┌──

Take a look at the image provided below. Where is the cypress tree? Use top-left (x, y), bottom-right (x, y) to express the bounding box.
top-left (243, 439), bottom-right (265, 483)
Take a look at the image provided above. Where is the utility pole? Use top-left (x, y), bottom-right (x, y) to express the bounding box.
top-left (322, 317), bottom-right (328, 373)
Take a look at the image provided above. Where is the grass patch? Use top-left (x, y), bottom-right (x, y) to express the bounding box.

└──

Repeat the listing in full so that each line matches exactly.

Result:
Take a look at the image provided below. Where is the cypress tree? Use top-left (x, y), bottom-right (x, y) to express the bounding box.
top-left (243, 439), bottom-right (265, 483)
Take a look at the image provided above. Where is the utility pole? Use top-left (x, y), bottom-right (x, y) to express the bounding box.
top-left (322, 317), bottom-right (328, 373)
Take a look at the image provided above. Where is the grass patch? Use top-left (x, y), bottom-right (x, y) to express the bounding box.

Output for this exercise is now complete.